**TASK DIRECTIONS:** Write the material out again exactly.

**DATA EXCERPTS:**

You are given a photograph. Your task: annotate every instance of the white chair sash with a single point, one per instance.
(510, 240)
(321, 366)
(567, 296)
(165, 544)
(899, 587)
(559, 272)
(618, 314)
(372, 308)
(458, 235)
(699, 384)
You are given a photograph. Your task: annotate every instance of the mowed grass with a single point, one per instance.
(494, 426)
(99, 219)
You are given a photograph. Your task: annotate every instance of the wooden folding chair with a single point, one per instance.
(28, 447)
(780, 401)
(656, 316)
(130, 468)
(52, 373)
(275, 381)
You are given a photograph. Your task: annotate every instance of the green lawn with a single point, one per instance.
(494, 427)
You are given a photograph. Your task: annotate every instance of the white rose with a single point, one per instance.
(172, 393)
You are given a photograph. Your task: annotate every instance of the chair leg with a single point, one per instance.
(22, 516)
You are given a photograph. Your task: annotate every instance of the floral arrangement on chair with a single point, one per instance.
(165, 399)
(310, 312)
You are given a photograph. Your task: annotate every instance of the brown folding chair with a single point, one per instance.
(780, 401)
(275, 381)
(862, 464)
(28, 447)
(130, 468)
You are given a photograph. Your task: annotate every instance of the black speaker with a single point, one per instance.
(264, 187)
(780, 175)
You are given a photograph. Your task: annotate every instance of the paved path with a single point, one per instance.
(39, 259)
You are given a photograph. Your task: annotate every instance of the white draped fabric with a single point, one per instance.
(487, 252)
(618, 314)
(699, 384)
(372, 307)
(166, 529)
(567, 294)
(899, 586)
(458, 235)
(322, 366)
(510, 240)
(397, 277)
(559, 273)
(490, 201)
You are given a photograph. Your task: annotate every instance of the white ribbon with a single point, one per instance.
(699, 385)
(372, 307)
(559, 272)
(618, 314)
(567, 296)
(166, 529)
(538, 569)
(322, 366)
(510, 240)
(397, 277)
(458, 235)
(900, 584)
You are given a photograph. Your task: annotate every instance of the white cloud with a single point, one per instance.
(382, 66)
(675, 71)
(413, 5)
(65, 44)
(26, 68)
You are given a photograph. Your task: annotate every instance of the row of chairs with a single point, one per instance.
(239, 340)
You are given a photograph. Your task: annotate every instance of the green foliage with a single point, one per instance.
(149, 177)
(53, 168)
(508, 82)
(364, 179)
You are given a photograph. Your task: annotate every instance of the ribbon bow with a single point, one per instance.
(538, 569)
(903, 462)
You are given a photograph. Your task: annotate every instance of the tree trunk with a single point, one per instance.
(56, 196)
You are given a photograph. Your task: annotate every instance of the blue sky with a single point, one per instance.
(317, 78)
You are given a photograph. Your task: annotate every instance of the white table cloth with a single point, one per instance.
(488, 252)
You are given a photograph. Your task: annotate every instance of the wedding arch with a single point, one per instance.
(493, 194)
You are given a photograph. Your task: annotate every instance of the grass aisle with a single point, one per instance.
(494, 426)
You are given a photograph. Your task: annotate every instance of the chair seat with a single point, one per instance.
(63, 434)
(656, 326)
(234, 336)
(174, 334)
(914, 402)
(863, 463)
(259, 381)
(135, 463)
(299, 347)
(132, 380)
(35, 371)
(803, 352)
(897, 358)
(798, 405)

**EXERCISE RESPONSE:**
You are given a photograph. Your task: annotate every instance of the white chair sash with a single point, one per instance.
(510, 240)
(321, 366)
(567, 296)
(165, 544)
(899, 587)
(559, 272)
(618, 314)
(372, 308)
(458, 235)
(699, 384)
You are given a photograph. Your task: annotate every instance of the mowed grass with a single point, one per instance.
(494, 426)
(99, 219)
You are given a photograph. Your task: annotate every instance of the wooden folding chair with a single point, one per instance.
(28, 447)
(780, 401)
(656, 316)
(130, 468)
(52, 373)
(275, 381)
You are given a photograph. Your task: annotate every instance of the green lawn with a single point, one per instance.
(494, 427)
You are given a photograph. Your task: annotate every instance of the white rose with a single point, one per instance.
(172, 393)
You are given a photograph. Your task: annotate every instance of the chair leg with a single point, one per instance.
(22, 516)
You are given a photograph. Your task: annotate every instance of the floral arrangement on chair with a single point, one per instance.
(165, 399)
(310, 312)
You are given a photograph. Your task: annotate every instance of the brown folding chair with a single point, one per instance.
(780, 401)
(275, 381)
(862, 464)
(28, 447)
(130, 468)
You are given a photograph. Your task: annotate every instance of the black speaker with a single point, one per instance.
(264, 187)
(780, 175)
You are given a photograph. Your task: annotate every instance of the paved path with a single point, one per instance.
(39, 259)
You are given a photograph. Your task: annotate every instance of the white draped fabric with a single point, one per instance.
(487, 252)
(618, 314)
(699, 384)
(372, 307)
(166, 529)
(567, 294)
(899, 586)
(458, 235)
(322, 366)
(510, 240)
(397, 277)
(559, 273)
(490, 201)
You are given a photograph. Your task: annotate every instance of the white ribbon with a single point, one per instance.
(699, 385)
(372, 307)
(559, 272)
(618, 314)
(567, 296)
(166, 529)
(538, 569)
(322, 366)
(510, 240)
(397, 277)
(458, 235)
(900, 584)
You are given a photograph. Your task: annotate every instance of the white cloud with a single point, one per instance.
(382, 66)
(675, 71)
(413, 5)
(65, 44)
(26, 68)
You are given a photograph. Your task: annotate every instance of the row of chairs with a single point, one per instance.
(239, 340)
You are given a photograph. Your task: annotate every instance of the green foliage with a single point, one per instance.
(149, 177)
(53, 168)
(508, 82)
(364, 179)
You are given a photograph. Your task: annotate every instance of the ribbon bow with a single point, one per instance.
(538, 569)
(903, 462)
You are given a photograph. Your task: annotate every instance of the tree trunk with a single point, one per instance.
(56, 196)
You are given a photograph. Your task: annotate every instance of the blue sky with a single point, one per instance.
(317, 78)
You are given a photograph. Your task: annotate every instance of the white table cloth with a single point, one per instance.
(488, 252)
You are given a photograph. Your task: annotate every instance of the wedding arch with a single point, one per instance.
(493, 194)
You are given a photograph. Your task: annotate every instance of the grass aisle with a single point, one per instance.
(494, 426)
You are given a photograph. Your task: annotate every instance of the chair seat with a single point, one per instance.
(63, 434)
(656, 326)
(234, 336)
(174, 334)
(914, 402)
(863, 463)
(259, 381)
(135, 463)
(299, 347)
(132, 380)
(35, 371)
(803, 352)
(897, 358)
(798, 405)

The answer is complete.